* _Job_:
Reproduce every one of the entries below word for word, line by line, without changing anything.

— BEGIN Record extracts —

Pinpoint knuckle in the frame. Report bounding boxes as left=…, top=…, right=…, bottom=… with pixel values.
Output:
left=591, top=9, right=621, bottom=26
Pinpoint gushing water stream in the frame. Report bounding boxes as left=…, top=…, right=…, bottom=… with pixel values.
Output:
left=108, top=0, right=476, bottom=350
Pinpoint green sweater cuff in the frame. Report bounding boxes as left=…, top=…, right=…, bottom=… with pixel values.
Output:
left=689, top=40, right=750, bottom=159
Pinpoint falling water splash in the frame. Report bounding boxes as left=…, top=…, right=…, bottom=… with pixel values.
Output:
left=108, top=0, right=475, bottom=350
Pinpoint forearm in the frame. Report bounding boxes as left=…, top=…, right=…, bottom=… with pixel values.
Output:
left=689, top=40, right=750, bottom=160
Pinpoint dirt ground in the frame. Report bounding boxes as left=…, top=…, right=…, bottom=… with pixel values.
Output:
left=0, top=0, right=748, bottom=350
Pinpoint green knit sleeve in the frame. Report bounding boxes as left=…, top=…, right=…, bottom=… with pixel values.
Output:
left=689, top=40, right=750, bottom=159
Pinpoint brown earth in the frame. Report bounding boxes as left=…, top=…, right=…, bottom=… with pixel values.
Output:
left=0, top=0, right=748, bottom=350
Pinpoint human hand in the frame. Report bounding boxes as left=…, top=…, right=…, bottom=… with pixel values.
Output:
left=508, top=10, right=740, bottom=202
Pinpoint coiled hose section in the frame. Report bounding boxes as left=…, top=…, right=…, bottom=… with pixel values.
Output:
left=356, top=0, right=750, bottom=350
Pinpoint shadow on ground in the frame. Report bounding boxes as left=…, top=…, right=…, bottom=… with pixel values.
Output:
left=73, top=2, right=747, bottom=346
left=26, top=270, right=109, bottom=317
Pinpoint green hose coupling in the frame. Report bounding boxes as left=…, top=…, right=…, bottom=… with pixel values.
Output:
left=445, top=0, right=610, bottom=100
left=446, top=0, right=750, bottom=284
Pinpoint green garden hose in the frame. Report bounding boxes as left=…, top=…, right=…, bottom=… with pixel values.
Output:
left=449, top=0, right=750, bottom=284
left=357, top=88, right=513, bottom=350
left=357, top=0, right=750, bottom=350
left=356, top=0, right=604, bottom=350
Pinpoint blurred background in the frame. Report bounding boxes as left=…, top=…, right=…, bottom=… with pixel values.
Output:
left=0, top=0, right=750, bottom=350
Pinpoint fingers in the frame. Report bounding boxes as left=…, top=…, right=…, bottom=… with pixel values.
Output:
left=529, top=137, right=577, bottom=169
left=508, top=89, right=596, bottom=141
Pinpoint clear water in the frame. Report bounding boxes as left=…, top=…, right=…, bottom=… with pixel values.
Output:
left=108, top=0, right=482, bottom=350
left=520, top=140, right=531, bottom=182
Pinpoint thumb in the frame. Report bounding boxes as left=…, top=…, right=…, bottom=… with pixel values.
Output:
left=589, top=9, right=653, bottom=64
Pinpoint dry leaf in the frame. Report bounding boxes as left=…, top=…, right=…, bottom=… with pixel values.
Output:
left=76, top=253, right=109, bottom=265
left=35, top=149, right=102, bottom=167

— END Record extracts —

* _Solution for this problem_:
Pinpoint knuckle in the frame. Report bounding boxes as left=…, top=…, right=…, bottom=… with pixel values.
Output:
left=591, top=9, right=621, bottom=26
Pinpoint gushing water stream in the frame. Report bounding boxes as left=…, top=…, right=…, bottom=… with pixel values.
Output:
left=108, top=0, right=476, bottom=350
Pinpoint green sweater cuff in the frame. Report bounding boxes as left=…, top=…, right=…, bottom=… with pixel values.
Output:
left=689, top=40, right=750, bottom=159
Pinpoint falling water splash in the frame. Report bounding boxes as left=…, top=…, right=…, bottom=… with pixel values.
Output:
left=108, top=0, right=475, bottom=350
Pinpoint forearm in the frame. Report bounding boxes as left=…, top=…, right=…, bottom=… with pixel values.
Output:
left=689, top=40, right=750, bottom=160
Pinpoint dirt ground in the frame. Report bounding boxes as left=…, top=…, right=…, bottom=… with pixel values.
Output:
left=0, top=0, right=748, bottom=350
Pinpoint green knit sleeve in the frame. Report bounding boxes as left=…, top=…, right=…, bottom=… with pixel values.
Output:
left=689, top=40, right=750, bottom=159
Pinpoint brown earth in the frame. Report bounding boxes as left=…, top=…, right=…, bottom=… with pixel values.
Output:
left=0, top=0, right=748, bottom=350
Pinpoint human hand in the frame. Report bounding boxes as left=…, top=…, right=…, bottom=… with pixel values.
Output:
left=508, top=10, right=740, bottom=202
Pinpoint coiled hose section in the frame. Report bounding boxes as left=…, top=…, right=…, bottom=… with pixel values.
Output:
left=356, top=0, right=750, bottom=350
Pinpoint shadow on ground in the frame. Report bounding boxes as left=…, top=…, right=…, bottom=… with pixel values.
Output:
left=73, top=2, right=747, bottom=346
left=26, top=270, right=109, bottom=317
Pinpoint green hose coupling in the frame. Report bounding boxes as left=…, top=…, right=…, bottom=… with pixel values.
Output:
left=445, top=0, right=610, bottom=100
left=446, top=0, right=750, bottom=284
Pinpoint green garden hose in the frame. Report bounding boxes as left=…, top=…, right=…, bottom=… with pixel values.
Output:
left=449, top=0, right=750, bottom=284
left=357, top=88, right=513, bottom=350
left=357, top=0, right=750, bottom=350
left=356, top=0, right=604, bottom=350
Pinpoint blurred background in the frame. Report bounding boxes as left=…, top=…, right=…, bottom=… with pixel values.
Output:
left=0, top=0, right=750, bottom=350
Pinpoint fingers in the frame. Report bounding boxes as left=…, top=…, right=…, bottom=… with pixel values.
Output:
left=529, top=137, right=577, bottom=169
left=508, top=89, right=596, bottom=141
Pinpoint clear water in the frame. Report bounding boxes as left=…, top=…, right=…, bottom=… with pixel values.
Output:
left=108, top=0, right=482, bottom=350
left=520, top=140, right=531, bottom=182
Pinpoint thumb in the frame. Report bounding boxes as left=…, top=…, right=…, bottom=… with pixel values.
Output:
left=589, top=9, right=653, bottom=64
Pinpoint dry leaf in the frame. Report bounding boxes as left=…, top=…, right=…, bottom=… with pixel values.
Output:
left=76, top=253, right=109, bottom=265
left=35, top=149, right=102, bottom=167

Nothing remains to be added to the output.